### THINGS TO DO:
[a] According to the film description, why does Vic have to marry Ingrid? Answer in one to three sentences.
[b] Report how many lines of the records contain the string "roof". Give only the number.

### PAGE:
=-=-=-=-=

John Schlesinger's screen adaptation of Stan Barstow's 'kitchen-sink' novel tells a gritty story of love in an industrial Lancashire town. Draftsman Vic Brown (Alan Bates) sleeps with Ingrid (June Ritchie), a young typist who works at the same factory as him, but soon loses interest in her. When she discovers that she is pregnant, Vic finds himself burdened with unwanted family responsibilities and an interfering mother-in-law (Thora Hird). But despite these circumstances, Vic and Ingrid try to find a way of living together, working their way towards 'a kind of loving'.

From Amazon.co.uk

Pity poor Vic (Alan Bates): when he begins a relationship with Ingrid (June Ritchie), a typist at the Lancashire factory where he works as a draughtsman; his life comes apart at the seams. Ingrid's gossiping, malicious friends are bad enough, but her mother Mrs Rothwell (the terrifying Thora Hird) is something else. Vic has to marry Ingrid-she's pregnant--and the only place for them to stay is chez Rothwell.

=-=-=-=-=

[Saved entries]
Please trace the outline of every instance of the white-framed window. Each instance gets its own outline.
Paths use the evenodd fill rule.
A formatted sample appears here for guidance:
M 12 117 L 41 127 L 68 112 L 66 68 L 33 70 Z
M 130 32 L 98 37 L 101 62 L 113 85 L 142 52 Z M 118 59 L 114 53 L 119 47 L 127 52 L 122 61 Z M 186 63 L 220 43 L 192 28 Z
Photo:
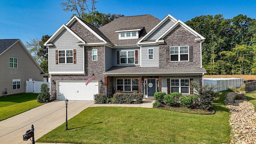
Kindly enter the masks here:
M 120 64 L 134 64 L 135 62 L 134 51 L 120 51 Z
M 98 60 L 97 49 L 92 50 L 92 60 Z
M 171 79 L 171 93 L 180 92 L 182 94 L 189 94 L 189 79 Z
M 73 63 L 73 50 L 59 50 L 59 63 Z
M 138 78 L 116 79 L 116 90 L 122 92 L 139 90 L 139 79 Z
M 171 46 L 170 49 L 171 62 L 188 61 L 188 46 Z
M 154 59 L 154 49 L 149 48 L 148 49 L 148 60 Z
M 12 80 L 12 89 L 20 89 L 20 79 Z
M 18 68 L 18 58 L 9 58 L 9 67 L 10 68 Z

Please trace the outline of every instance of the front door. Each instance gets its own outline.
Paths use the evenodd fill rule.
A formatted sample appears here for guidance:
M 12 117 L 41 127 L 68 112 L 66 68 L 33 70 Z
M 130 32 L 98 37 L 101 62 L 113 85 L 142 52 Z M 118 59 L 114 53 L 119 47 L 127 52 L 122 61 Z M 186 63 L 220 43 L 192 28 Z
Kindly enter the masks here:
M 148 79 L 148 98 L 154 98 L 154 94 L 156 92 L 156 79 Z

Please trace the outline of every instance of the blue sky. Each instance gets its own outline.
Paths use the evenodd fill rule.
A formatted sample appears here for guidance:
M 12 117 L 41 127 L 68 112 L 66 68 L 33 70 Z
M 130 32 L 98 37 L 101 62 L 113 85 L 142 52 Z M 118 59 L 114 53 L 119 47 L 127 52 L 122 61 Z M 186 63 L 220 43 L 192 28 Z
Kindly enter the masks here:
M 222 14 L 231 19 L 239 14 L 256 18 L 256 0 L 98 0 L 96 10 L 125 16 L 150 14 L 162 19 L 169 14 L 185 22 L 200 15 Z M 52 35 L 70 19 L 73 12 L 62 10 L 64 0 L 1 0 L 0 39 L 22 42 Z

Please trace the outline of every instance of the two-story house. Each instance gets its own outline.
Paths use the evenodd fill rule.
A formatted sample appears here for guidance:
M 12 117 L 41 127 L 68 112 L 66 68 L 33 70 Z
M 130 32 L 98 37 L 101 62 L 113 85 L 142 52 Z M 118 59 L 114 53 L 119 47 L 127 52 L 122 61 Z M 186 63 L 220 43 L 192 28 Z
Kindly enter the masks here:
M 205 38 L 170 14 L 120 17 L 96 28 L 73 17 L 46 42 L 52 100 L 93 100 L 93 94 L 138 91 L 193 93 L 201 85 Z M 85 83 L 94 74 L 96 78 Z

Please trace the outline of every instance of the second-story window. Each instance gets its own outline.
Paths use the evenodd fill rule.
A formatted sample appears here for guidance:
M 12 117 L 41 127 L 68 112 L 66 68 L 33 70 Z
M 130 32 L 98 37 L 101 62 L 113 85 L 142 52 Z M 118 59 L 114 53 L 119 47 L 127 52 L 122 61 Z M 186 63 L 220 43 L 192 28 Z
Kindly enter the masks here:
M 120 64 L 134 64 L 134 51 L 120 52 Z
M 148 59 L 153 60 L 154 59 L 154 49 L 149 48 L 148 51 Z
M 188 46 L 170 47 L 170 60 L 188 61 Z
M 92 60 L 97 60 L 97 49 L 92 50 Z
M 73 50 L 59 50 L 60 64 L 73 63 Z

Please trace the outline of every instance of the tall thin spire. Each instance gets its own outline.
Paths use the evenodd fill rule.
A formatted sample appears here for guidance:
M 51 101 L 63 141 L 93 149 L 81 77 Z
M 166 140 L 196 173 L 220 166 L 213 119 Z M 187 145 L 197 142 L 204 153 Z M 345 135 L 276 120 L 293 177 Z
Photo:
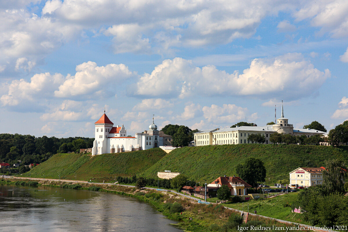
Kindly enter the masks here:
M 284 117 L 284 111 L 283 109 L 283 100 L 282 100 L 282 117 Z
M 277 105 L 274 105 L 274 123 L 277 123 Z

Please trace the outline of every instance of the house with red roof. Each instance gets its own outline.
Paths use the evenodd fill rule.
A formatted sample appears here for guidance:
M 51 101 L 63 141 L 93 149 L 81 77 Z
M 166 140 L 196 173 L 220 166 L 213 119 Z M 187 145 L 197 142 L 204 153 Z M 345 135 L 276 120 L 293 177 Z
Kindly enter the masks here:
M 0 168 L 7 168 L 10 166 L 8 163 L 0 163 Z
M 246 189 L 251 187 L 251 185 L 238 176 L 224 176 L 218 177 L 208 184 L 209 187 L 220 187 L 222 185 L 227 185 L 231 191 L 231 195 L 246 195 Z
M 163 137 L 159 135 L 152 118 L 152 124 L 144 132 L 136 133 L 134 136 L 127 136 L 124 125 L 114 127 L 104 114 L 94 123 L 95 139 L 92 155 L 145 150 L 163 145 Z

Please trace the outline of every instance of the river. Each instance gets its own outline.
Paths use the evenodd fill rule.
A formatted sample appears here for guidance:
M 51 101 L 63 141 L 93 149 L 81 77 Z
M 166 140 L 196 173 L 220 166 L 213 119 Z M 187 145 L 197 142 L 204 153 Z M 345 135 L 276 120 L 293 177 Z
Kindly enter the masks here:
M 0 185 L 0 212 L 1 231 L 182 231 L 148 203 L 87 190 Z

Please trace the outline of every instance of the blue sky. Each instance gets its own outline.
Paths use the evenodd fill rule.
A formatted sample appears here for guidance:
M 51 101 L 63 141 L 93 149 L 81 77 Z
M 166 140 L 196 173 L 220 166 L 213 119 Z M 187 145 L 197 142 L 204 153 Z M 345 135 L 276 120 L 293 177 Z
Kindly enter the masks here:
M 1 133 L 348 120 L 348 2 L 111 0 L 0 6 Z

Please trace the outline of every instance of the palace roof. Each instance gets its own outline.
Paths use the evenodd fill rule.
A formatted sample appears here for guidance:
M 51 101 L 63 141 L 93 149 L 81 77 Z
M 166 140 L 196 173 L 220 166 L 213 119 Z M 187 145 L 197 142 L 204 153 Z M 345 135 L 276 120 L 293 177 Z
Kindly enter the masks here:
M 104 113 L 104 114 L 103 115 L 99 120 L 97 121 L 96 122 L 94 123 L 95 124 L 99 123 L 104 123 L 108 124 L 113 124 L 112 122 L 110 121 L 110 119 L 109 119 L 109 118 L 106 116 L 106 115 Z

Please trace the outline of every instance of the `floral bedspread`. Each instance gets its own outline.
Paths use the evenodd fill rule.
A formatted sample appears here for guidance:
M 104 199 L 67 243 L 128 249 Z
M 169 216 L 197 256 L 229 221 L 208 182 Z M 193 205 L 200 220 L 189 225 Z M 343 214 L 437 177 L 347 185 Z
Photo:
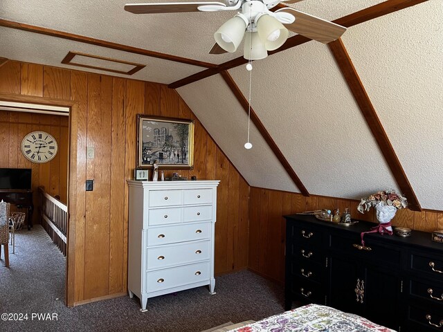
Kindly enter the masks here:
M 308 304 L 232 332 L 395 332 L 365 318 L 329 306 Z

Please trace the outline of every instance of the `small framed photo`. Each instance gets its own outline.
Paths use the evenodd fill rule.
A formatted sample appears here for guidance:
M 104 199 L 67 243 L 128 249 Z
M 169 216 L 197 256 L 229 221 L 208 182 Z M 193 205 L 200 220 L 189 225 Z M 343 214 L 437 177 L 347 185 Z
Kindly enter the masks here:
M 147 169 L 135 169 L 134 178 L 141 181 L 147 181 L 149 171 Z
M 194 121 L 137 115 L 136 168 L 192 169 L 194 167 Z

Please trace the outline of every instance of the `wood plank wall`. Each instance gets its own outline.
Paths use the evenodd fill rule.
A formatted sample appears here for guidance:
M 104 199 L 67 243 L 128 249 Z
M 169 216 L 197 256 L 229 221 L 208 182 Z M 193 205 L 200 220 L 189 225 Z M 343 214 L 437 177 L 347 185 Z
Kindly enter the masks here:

=-=-=-=-=

### RESPONSES FOR EACH TASK:
[a] Vic has to marry Ingrid because she is pregnant.

[b] 2